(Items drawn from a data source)
***

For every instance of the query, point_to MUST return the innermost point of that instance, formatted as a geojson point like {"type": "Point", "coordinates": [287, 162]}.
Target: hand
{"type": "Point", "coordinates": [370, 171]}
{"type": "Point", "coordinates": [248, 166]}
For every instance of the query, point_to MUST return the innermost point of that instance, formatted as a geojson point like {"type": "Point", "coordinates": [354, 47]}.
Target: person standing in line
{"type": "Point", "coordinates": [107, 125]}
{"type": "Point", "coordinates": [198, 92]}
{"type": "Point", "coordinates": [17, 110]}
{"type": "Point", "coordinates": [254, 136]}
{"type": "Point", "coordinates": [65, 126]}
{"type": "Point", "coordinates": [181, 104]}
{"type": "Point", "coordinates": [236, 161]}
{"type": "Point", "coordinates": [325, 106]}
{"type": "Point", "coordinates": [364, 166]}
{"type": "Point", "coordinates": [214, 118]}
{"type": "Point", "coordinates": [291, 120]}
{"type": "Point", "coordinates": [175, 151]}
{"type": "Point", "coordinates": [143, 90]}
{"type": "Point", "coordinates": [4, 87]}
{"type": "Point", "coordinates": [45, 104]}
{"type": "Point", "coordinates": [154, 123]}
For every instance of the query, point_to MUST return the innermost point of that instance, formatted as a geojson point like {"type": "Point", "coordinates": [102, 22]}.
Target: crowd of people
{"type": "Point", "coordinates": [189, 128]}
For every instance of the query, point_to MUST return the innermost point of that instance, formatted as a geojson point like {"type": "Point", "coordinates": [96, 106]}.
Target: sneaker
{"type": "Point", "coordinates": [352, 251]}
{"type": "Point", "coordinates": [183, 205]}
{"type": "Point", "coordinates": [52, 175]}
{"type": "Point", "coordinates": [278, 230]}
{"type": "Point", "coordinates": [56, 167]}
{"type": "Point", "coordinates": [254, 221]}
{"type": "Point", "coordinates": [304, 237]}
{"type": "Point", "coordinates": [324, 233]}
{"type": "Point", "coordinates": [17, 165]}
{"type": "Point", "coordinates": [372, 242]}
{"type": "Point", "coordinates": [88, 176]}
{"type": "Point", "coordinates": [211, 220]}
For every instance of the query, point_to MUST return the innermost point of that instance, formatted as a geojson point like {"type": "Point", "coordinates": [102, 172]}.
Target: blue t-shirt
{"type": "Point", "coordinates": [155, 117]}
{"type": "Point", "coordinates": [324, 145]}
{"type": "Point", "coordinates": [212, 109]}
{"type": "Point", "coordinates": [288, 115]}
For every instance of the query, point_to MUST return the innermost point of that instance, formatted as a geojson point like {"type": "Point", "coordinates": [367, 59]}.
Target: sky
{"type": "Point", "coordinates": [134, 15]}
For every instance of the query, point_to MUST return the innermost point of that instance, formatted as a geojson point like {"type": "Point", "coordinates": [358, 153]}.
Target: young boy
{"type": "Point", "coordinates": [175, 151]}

***

◆ WRITTEN PROBLEM: Locate each line in the data above that contains the string "Target" and reproduce every such line in full.

◆ THE RESPONSE:
Target: hand
Target: person standing in line
Target: crowd of people
Target: sneaker
Target: blue t-shirt
Target: sky
Target: young boy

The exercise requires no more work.